Problem requirements: Below are the records. Render them as a numbered list with blank lines omitted: begin at the line that contains "of the parked" and stop after the line that contains "of the dark".

Input material:

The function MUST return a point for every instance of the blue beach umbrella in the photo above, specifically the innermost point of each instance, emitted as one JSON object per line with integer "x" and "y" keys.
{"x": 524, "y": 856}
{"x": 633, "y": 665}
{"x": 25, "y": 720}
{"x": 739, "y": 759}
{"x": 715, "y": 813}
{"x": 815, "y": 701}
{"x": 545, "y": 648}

==

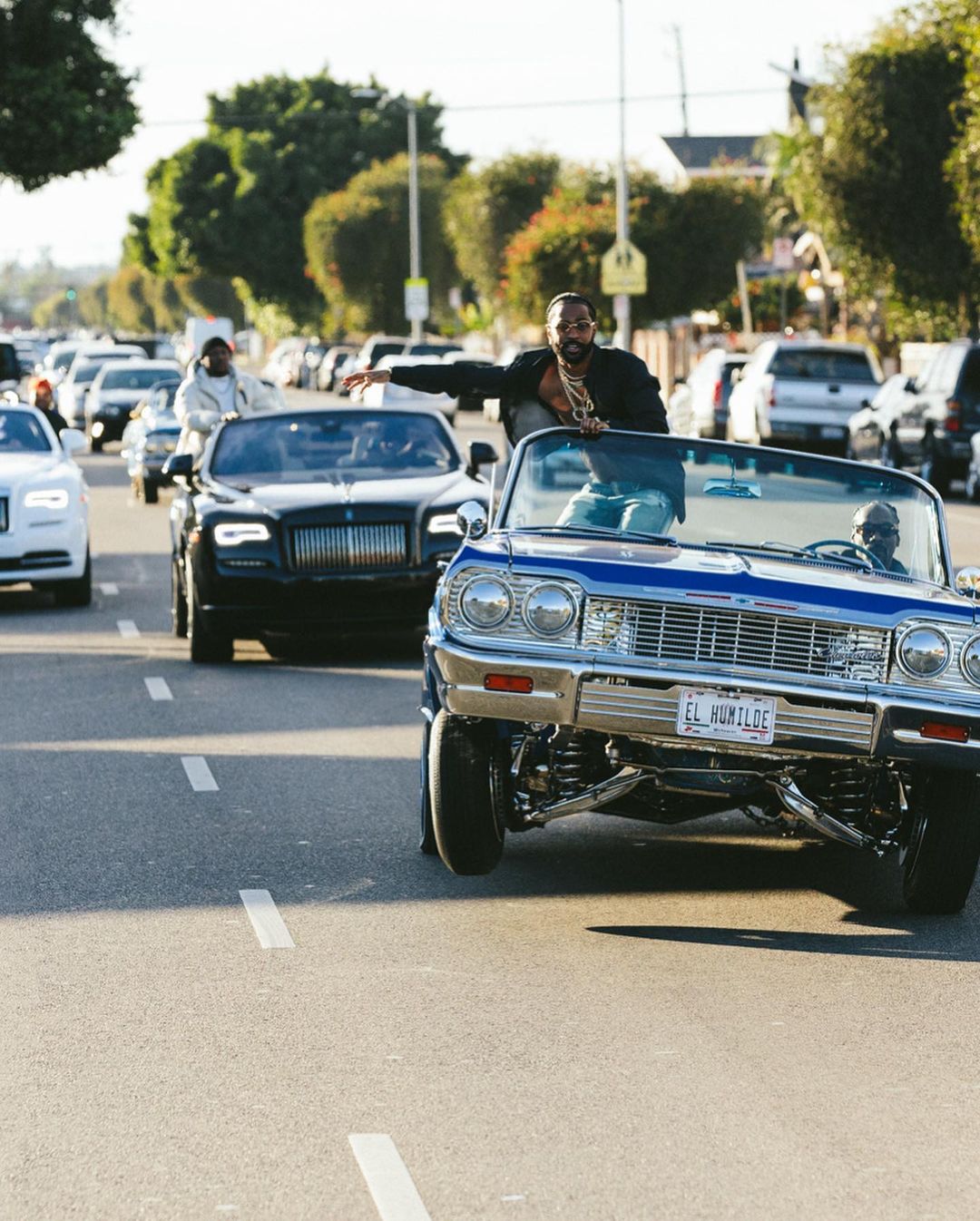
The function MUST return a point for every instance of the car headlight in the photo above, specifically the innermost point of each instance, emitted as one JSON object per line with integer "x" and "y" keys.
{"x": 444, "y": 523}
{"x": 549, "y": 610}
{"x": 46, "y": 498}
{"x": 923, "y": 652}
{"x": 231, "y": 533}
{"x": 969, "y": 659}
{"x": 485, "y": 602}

---

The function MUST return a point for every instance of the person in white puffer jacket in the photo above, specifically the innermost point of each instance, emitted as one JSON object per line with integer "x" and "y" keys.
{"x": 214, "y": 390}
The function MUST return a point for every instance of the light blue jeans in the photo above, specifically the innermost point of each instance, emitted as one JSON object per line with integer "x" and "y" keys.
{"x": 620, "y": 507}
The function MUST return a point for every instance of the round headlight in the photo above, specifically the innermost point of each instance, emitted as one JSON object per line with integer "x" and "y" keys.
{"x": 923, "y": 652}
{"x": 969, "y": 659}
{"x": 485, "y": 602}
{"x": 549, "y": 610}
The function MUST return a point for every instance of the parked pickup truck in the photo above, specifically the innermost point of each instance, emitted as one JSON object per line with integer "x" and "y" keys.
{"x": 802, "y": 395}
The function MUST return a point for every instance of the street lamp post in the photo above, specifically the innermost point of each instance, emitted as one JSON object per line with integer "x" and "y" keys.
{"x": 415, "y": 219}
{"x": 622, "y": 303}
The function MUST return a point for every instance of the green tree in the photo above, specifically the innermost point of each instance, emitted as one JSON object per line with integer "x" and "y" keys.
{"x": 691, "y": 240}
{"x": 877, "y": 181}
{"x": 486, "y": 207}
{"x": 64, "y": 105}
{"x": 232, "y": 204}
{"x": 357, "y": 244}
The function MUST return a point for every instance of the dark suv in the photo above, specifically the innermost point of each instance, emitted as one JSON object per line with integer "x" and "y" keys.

Exercise answer:
1. The function MUST return a point for every instance of the parked pickup truck in the photo above, specifically the innermost point of each instance, emitted as one JSON object per line with integer "x" and "y" keys.
2. {"x": 802, "y": 395}
3. The function MUST return a point for every instance of the street lamp post in the photo above, specifically the innermost point of each instance, emitted as one JSON object per line with integer "x" and "y" keys.
4. {"x": 415, "y": 219}
5. {"x": 622, "y": 303}
6. The function MUST return a point for every instance of the green tree in the photo above, specifically the innermost point of each instance, emitted as one JSON object per line with integer "x" and "y" keys.
7. {"x": 691, "y": 240}
8. {"x": 877, "y": 181}
9. {"x": 486, "y": 207}
10. {"x": 64, "y": 105}
11. {"x": 232, "y": 204}
12. {"x": 357, "y": 244}
13. The function MUST return a point for every instance of the dark suv in the photo above, specifically the innermost point of each instance, emitted as one JSON object per line with integer "x" and "y" keys.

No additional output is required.